▶ _DATASET_
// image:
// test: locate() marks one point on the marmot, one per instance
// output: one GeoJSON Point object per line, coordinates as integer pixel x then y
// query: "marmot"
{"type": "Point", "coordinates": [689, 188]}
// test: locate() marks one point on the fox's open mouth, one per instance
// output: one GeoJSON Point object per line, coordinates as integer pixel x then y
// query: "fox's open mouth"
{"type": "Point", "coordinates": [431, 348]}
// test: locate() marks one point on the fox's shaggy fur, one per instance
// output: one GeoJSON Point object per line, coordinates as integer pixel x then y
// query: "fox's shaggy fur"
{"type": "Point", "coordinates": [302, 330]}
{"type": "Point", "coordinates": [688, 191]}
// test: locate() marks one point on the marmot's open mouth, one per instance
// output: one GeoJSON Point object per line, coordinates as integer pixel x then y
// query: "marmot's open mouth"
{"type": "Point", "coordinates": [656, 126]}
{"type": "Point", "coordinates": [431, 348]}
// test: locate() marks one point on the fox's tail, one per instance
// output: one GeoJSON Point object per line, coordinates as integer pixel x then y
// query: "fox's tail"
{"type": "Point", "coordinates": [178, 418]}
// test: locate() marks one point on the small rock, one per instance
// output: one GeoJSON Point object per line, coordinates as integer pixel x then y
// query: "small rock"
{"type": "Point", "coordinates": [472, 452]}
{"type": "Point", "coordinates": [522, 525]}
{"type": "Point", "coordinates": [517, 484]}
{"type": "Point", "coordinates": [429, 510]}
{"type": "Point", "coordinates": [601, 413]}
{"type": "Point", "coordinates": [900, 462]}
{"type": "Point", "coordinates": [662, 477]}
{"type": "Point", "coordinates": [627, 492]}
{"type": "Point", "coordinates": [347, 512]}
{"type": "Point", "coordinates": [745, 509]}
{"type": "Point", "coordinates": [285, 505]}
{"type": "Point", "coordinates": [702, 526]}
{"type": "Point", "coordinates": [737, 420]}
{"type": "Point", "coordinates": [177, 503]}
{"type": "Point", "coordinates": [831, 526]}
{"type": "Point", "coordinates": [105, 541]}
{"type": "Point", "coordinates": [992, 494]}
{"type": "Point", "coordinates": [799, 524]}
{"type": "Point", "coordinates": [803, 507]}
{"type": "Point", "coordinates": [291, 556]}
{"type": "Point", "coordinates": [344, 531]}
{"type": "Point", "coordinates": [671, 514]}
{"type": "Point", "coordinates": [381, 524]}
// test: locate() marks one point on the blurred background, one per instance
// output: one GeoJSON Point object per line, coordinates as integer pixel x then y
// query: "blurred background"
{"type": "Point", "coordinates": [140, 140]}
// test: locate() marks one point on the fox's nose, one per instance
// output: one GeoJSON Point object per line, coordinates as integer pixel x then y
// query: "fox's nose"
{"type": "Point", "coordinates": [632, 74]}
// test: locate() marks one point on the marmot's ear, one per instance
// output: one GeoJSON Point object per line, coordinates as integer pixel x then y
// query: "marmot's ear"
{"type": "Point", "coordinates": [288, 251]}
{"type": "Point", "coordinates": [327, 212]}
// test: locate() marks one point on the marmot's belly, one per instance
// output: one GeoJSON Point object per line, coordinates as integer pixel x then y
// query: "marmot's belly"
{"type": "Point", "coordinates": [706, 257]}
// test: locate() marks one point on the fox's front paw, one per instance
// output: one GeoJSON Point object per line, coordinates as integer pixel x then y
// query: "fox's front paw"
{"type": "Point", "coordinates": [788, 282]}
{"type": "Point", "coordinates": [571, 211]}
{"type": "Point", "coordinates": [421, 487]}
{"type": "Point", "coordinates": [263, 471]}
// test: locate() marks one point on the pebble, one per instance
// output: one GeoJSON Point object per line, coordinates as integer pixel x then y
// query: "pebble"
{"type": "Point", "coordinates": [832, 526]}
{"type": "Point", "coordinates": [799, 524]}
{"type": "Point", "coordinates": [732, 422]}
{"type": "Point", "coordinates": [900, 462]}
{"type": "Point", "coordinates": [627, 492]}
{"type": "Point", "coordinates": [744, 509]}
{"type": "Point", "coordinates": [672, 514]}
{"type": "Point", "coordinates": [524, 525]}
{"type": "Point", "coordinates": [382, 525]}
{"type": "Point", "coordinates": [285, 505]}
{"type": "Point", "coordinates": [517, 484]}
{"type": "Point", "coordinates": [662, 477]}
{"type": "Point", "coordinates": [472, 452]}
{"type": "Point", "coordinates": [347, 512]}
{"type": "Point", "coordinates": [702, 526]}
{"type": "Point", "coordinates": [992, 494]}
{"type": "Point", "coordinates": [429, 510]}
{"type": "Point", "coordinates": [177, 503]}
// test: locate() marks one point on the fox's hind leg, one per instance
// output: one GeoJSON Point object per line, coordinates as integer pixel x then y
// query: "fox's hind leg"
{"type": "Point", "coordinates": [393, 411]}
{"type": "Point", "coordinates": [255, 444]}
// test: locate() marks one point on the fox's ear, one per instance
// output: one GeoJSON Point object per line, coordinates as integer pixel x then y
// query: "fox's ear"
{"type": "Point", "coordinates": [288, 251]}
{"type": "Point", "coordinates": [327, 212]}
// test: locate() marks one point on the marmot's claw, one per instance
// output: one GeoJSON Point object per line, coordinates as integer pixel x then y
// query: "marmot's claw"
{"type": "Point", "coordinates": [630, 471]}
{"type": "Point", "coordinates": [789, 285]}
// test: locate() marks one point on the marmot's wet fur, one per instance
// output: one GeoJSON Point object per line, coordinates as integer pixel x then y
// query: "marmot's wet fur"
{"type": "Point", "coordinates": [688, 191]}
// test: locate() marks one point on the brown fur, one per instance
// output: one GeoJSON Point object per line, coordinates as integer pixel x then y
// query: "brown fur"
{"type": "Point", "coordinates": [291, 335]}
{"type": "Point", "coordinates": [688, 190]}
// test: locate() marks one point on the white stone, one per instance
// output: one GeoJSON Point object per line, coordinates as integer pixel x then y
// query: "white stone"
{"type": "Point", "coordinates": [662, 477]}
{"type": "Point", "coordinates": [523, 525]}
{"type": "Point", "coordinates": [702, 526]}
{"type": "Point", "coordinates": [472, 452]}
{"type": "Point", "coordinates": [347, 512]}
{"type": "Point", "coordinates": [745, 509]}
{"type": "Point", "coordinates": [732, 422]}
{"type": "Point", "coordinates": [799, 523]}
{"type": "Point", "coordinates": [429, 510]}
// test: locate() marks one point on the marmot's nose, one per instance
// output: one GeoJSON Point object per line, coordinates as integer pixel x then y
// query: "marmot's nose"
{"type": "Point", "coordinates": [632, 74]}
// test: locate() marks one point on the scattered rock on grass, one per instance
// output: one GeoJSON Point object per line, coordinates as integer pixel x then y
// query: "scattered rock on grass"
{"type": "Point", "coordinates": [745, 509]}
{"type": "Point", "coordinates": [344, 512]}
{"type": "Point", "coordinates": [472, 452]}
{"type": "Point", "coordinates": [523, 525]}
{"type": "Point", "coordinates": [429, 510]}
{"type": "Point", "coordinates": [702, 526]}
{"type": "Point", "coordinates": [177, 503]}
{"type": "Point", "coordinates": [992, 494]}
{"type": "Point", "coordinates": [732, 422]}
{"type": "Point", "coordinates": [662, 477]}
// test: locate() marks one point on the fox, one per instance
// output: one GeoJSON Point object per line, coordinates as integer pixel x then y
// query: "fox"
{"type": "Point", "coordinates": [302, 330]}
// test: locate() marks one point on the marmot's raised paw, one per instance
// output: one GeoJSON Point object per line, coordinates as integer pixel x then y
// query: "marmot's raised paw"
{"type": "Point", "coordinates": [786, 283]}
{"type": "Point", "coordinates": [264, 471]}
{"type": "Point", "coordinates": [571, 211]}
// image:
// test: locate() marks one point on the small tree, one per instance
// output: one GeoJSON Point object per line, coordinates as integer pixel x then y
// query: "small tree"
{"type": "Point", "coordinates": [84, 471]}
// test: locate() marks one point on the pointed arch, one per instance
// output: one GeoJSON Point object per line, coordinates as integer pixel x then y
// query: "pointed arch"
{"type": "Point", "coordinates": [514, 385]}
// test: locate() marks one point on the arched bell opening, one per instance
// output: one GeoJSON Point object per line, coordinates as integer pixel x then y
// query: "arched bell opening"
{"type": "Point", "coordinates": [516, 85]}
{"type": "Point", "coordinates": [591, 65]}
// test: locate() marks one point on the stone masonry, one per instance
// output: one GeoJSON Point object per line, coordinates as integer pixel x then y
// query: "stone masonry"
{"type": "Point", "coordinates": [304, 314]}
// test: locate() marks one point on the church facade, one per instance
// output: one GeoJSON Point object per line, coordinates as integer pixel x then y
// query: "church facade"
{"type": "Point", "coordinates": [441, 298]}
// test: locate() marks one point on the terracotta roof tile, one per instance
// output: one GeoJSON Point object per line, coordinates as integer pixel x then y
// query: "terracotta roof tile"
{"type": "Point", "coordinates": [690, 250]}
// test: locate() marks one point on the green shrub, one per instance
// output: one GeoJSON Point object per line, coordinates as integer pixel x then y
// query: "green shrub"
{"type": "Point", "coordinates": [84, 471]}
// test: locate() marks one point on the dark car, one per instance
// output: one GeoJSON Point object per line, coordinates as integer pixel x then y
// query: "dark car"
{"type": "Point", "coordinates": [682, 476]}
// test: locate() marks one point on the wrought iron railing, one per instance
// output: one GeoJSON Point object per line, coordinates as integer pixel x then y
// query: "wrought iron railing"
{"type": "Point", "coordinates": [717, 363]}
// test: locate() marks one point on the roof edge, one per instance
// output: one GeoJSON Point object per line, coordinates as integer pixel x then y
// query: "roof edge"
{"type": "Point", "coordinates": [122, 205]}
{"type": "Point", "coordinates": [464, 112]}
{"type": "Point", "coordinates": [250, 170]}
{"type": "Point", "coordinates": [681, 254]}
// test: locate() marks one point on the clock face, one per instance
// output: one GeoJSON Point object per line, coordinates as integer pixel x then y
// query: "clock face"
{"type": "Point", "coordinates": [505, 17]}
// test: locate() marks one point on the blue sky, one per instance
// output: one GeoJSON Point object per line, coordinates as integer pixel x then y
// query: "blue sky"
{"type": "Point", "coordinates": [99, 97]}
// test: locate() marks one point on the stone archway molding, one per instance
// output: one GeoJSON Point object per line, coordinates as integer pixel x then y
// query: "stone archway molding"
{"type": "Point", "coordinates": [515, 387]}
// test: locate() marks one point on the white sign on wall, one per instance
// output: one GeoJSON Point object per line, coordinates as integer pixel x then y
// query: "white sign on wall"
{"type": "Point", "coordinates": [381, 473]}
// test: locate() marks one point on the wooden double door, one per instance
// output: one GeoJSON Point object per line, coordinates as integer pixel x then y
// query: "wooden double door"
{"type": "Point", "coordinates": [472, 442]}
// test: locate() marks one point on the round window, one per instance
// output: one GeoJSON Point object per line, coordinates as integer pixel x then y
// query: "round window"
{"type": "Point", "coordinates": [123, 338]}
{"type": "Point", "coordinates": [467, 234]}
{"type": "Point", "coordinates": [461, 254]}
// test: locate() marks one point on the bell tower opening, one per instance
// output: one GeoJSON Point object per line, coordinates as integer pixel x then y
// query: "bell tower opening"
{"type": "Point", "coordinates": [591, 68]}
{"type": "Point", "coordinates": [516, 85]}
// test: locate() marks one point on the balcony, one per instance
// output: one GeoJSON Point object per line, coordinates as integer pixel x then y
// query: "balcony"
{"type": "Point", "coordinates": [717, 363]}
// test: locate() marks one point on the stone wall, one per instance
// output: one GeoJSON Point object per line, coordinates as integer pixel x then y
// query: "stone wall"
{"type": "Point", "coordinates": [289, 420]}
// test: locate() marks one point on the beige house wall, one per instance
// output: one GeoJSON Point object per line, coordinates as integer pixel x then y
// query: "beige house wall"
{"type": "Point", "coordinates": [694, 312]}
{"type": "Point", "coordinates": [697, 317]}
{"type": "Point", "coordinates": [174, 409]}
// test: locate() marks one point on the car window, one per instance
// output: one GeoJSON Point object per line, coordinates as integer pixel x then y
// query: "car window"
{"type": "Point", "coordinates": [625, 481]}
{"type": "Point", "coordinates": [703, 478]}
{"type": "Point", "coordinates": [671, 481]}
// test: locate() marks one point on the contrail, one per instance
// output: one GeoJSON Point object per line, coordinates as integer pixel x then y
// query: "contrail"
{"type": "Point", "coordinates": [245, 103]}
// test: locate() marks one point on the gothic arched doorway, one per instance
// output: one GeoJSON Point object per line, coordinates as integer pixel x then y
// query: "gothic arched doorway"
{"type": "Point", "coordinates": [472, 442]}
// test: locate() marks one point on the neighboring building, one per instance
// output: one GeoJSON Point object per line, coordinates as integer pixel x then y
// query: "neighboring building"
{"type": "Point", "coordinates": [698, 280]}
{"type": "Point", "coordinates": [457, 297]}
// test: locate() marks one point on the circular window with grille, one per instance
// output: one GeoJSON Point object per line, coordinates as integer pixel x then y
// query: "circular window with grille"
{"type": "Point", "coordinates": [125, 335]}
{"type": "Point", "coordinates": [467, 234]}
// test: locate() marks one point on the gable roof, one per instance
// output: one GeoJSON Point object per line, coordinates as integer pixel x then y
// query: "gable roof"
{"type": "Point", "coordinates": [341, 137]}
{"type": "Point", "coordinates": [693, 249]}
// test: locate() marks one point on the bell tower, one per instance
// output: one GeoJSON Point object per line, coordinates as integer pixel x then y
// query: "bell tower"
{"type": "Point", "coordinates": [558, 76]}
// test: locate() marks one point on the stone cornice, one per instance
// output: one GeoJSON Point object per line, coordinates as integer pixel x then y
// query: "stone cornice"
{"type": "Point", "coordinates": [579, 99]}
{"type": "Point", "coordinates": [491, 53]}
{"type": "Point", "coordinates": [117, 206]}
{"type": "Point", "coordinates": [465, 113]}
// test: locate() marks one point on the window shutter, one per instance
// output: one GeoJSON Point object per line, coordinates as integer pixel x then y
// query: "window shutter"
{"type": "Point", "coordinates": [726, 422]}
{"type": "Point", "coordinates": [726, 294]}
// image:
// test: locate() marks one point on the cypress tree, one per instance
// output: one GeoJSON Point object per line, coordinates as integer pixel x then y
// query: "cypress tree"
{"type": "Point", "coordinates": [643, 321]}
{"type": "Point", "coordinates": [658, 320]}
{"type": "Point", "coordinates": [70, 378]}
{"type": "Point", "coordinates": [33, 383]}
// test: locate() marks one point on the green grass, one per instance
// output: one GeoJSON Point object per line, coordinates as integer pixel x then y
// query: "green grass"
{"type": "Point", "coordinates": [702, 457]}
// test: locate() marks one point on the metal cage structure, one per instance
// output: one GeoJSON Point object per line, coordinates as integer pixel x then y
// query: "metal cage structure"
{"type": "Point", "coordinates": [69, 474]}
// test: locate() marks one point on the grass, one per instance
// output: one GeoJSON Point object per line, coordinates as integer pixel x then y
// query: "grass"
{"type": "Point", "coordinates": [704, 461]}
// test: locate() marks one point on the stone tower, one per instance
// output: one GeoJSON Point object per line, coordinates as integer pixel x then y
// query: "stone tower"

▶ _WRITTEN REQUEST_
Produce an exact repeat of the lines from the one containing "shutter, one per instance" through the last line of the data, and nothing more.

▶ _OUTPUT FOR THIS EXERCISE_
// test: locate() marks one point on the window shutter, one per instance
// output: one GeoJSON Point object per line, coordinates as integer pixel x then y
// query: "window shutter"
{"type": "Point", "coordinates": [726, 422]}
{"type": "Point", "coordinates": [726, 294]}
// image:
// test: locate() marks one point on the cypress tree, one per instance
// output: one GeoJSON Point object per line, coordinates as integer pixel x then y
// query: "cypress tree"
{"type": "Point", "coordinates": [643, 321]}
{"type": "Point", "coordinates": [658, 320]}
{"type": "Point", "coordinates": [70, 378]}
{"type": "Point", "coordinates": [33, 383]}
// test: locate() marks one point on the green grass, one per instance
// output: one GeoJSON Point object per line, coordinates as integer pixel x then y
// query: "green grass"
{"type": "Point", "coordinates": [702, 457]}
// test: locate() marks one point on the metal cage structure, one per instance
// output: one GeoJSON Point object per line, coordinates as integer pixel x then y
// query: "metal cage structure"
{"type": "Point", "coordinates": [69, 474]}
// test: locate() marks one point on the grass, one per instance
// output: one GeoJSON Point object per line, coordinates as integer pixel x then y
// query: "grass"
{"type": "Point", "coordinates": [704, 461]}
// test: locate() marks one point on the stone tower, one per instance
// output: one GeoJSON Point object per line, coordinates as integer pixel x then y
// query: "stone tower"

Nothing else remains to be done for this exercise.